**Prompt:**
Find "Target: rear wheel" in the records that follow; print that line and each subsequent line through the last one, verbatim and with nothing added.

**Record excerpts:**
________________________________________
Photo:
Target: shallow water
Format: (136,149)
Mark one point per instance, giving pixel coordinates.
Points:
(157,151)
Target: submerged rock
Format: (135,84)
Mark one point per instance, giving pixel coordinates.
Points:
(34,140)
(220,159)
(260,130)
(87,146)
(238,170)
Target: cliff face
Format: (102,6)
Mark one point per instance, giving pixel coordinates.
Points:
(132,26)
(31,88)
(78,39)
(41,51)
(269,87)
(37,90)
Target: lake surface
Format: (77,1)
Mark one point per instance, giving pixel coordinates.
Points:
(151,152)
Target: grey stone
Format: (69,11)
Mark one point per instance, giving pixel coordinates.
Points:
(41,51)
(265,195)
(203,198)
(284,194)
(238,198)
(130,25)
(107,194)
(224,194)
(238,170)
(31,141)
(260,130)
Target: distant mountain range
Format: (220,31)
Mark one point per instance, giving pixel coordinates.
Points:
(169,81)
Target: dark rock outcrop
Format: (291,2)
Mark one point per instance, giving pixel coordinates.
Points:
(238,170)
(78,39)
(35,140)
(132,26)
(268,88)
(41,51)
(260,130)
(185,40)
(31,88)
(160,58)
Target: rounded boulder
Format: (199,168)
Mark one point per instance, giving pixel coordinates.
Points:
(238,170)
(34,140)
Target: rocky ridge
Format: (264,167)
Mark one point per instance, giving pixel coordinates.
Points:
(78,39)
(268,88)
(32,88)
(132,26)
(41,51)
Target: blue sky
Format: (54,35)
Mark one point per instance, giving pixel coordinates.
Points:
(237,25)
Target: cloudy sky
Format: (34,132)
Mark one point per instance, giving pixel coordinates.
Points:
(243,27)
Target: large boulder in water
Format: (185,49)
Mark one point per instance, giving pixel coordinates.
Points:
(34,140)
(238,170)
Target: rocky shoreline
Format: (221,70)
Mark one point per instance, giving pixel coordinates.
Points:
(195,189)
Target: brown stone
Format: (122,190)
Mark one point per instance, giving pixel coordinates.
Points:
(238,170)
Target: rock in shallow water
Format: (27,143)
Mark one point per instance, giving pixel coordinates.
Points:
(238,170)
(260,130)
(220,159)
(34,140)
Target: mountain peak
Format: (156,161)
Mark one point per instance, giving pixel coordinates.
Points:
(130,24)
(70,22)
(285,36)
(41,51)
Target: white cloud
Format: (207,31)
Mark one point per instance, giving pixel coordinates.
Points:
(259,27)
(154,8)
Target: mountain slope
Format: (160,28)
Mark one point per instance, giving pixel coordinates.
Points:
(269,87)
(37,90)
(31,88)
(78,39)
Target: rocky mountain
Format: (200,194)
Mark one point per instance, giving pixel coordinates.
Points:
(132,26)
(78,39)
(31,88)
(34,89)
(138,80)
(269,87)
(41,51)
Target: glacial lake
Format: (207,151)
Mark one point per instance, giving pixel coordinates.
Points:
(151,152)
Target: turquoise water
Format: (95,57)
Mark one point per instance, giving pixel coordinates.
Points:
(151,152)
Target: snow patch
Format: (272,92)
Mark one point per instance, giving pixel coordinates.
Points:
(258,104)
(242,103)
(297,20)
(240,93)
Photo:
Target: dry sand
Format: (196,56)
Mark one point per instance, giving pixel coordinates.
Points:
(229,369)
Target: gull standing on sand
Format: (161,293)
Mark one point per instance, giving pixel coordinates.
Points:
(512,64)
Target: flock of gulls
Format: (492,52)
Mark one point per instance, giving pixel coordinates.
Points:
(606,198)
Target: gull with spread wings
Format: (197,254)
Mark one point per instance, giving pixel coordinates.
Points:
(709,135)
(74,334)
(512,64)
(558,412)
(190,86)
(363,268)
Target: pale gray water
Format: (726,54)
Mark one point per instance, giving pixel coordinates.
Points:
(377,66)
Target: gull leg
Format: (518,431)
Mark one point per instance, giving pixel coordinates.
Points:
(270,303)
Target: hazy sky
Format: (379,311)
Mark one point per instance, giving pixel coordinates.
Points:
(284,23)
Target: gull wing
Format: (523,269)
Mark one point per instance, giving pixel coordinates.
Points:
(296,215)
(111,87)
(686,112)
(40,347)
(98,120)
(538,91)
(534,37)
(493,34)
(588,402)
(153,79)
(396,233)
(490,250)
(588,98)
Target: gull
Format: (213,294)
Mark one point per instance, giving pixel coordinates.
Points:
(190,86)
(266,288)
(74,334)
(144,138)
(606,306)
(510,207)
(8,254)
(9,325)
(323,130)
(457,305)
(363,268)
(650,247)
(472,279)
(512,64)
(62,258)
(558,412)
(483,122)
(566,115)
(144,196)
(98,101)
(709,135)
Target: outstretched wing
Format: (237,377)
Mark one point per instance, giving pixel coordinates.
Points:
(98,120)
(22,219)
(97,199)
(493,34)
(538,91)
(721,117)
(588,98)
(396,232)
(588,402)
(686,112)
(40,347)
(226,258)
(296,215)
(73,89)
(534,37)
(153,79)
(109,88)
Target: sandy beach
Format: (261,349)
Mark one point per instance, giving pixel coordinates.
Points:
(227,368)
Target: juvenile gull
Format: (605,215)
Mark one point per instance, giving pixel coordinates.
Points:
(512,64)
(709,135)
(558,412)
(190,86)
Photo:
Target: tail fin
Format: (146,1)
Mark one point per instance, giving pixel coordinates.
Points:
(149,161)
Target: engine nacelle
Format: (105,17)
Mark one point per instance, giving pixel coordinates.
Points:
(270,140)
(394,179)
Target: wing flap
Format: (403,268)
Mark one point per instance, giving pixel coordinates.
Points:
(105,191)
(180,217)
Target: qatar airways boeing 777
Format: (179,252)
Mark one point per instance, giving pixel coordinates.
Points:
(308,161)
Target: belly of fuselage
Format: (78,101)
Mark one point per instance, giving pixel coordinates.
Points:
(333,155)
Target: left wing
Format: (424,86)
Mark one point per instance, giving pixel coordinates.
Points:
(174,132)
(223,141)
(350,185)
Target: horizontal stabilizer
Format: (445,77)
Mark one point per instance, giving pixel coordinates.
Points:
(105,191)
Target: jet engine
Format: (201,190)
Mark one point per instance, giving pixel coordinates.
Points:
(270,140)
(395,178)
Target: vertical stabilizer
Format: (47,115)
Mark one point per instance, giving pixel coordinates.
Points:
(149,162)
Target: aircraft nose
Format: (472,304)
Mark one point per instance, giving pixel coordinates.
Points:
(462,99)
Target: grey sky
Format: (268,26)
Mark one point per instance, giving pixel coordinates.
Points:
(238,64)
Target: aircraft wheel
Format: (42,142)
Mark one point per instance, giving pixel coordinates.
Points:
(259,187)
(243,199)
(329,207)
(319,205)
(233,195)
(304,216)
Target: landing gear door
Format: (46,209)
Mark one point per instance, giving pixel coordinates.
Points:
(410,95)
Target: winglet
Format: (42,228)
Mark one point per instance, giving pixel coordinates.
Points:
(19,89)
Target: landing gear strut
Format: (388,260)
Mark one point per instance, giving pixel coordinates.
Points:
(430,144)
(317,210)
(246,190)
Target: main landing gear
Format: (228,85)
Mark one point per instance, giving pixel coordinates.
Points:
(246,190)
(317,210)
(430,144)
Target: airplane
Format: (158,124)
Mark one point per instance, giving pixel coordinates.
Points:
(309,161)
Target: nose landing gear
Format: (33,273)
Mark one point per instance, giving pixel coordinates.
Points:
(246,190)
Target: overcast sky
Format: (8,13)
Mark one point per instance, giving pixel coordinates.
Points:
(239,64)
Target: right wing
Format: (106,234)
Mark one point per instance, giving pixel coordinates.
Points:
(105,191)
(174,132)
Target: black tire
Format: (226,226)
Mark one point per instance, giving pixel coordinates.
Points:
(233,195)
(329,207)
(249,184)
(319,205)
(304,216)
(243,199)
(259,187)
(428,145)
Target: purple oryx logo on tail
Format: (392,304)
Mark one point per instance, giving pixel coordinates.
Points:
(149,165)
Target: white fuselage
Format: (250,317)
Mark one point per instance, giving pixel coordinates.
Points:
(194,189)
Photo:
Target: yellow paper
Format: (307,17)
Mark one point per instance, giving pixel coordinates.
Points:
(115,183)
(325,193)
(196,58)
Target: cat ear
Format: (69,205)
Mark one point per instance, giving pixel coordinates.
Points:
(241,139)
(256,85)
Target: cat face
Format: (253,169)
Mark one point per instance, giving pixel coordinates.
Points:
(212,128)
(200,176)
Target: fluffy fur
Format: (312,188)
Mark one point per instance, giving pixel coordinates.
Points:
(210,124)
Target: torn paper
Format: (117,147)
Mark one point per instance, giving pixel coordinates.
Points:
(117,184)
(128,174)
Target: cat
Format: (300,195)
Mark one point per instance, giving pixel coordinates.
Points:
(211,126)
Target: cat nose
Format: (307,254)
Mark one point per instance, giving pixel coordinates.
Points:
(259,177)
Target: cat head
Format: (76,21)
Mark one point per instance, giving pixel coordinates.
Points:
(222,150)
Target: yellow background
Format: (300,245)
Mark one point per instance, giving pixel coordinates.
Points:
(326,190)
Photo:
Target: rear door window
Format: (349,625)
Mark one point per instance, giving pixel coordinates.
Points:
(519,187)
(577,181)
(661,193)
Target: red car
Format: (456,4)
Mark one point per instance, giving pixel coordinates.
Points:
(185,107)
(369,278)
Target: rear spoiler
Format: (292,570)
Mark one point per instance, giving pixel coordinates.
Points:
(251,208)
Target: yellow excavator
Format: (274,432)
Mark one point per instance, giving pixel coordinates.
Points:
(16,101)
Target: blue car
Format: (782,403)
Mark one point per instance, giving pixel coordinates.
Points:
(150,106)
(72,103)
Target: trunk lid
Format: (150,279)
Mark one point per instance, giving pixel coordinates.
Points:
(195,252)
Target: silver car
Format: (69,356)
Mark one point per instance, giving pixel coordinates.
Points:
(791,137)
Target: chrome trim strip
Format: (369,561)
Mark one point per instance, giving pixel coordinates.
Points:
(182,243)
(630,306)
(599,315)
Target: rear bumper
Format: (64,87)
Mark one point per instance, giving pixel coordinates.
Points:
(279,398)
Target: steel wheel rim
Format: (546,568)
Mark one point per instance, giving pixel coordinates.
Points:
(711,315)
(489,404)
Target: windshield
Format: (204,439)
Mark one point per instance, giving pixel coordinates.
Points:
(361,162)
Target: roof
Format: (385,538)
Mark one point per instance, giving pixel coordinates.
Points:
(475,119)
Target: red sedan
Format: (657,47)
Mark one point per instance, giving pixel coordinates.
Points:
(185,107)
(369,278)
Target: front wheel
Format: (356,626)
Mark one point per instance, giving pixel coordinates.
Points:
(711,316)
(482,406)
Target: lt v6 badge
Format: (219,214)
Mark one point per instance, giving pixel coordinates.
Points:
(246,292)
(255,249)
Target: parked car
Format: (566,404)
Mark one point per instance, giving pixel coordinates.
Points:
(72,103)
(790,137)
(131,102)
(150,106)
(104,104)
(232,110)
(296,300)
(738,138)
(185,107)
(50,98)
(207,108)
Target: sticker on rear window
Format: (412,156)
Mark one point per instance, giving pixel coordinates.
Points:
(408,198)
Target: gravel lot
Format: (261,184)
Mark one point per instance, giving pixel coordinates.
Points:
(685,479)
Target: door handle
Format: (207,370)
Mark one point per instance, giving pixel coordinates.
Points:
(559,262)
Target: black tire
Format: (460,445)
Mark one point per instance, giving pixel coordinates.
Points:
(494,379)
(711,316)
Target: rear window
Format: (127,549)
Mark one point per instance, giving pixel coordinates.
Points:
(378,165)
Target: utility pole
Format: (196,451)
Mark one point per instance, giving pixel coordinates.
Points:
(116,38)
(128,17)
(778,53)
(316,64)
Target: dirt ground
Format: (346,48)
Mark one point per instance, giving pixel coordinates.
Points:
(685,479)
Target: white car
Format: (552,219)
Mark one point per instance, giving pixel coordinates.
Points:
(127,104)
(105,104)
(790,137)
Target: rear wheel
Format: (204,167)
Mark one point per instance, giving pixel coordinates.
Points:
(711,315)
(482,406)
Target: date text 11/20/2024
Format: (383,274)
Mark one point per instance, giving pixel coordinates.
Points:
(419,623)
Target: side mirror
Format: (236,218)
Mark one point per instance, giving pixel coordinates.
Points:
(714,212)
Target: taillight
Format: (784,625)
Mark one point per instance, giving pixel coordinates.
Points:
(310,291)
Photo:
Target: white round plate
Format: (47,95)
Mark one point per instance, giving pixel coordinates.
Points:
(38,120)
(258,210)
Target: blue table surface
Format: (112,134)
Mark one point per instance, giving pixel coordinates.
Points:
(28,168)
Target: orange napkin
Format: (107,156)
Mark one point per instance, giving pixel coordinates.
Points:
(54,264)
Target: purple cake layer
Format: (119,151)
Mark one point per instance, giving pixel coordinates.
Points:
________________________________________
**Correct result:**
Target: rear wheel
Format: (204,167)
Mark one point per instance, giving pixel coordinates.
Points:
(711,315)
(482,406)
Target: date text 11/20/2024
Format: (383,274)
Mark one point per instance, giving pixel coordinates.
Points:
(419,623)
Target: side mirror
Format: (236,218)
Mark one point per instance, giving pixel coordinates.
Points:
(714,212)
Target: taillight
Format: (784,625)
Mark one point per instance, giving pixel coordinates.
Points:
(310,291)
Photo:
Target: white round plate
Format: (47,95)
Mark one point per instance, giving pixel coordinates.
Points:
(38,120)
(258,210)
Target: blue table surface
Format: (112,134)
Mark one point per instance, giving pixel coordinates.
Points:
(28,168)
Target: orange napkin
Format: (107,156)
Mark one point per instance, giving pixel coordinates.
Points:
(54,264)
Target: purple cake layer
Format: (119,151)
Mark one point per instance, giving pixel coordinates.
Points:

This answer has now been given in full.